Rewrite the listing below as a numbered list with one line per number, skipping blank lines and leaving out the picture.
>>>>>
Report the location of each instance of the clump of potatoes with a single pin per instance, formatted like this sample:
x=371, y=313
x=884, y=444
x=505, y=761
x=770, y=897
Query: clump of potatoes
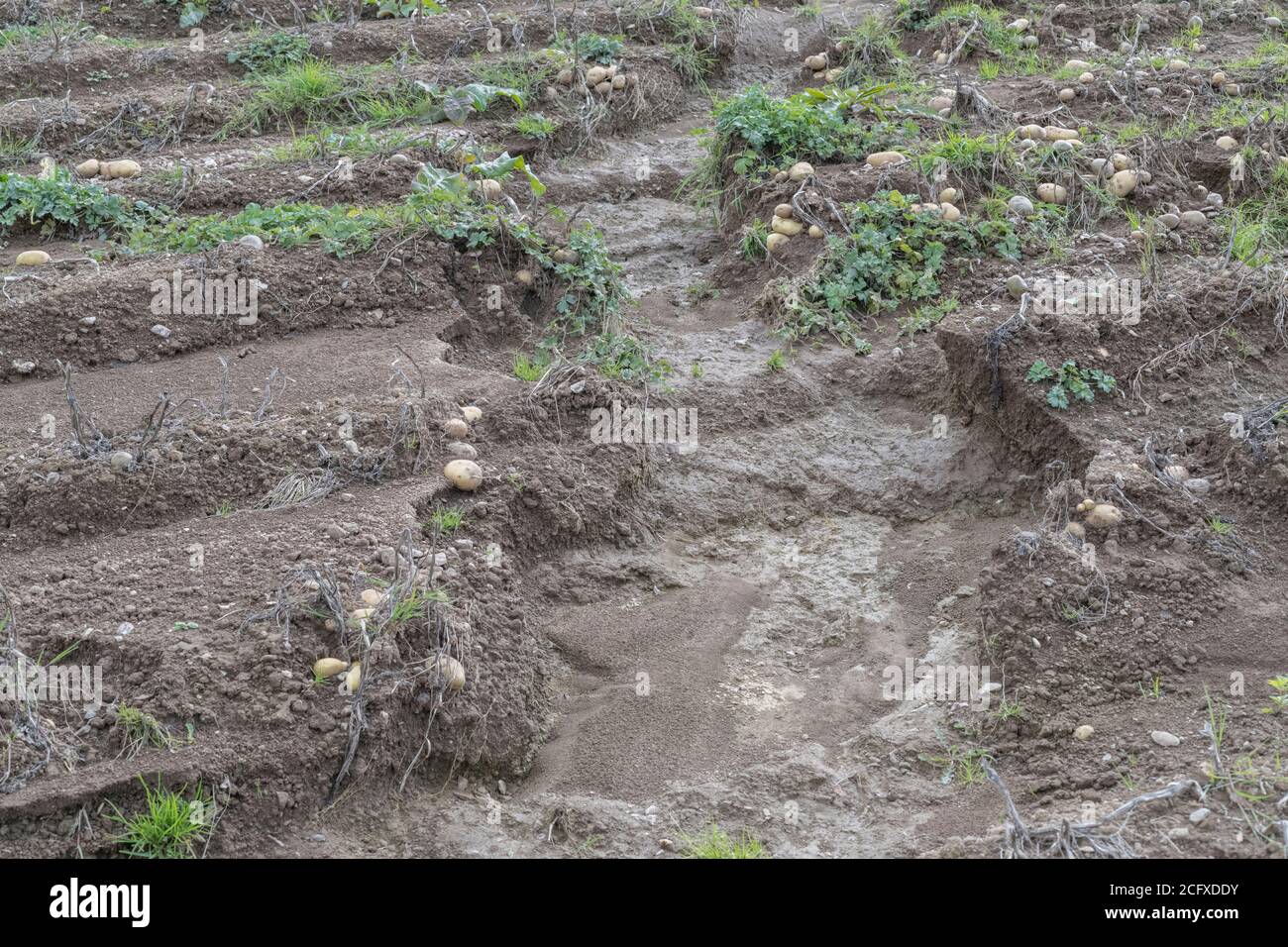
x=601, y=80
x=784, y=226
x=93, y=167
x=464, y=474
<<<<<
__Task solution__
1. Report the location of each instance of the clump of potatoes with a single pin per instance, formatted like this sample:
2. x=371, y=313
3. x=884, y=444
4. x=505, y=761
5. x=770, y=897
6. Query: clump of potatoes
7. x=601, y=80
8. x=784, y=226
9. x=93, y=167
10. x=464, y=474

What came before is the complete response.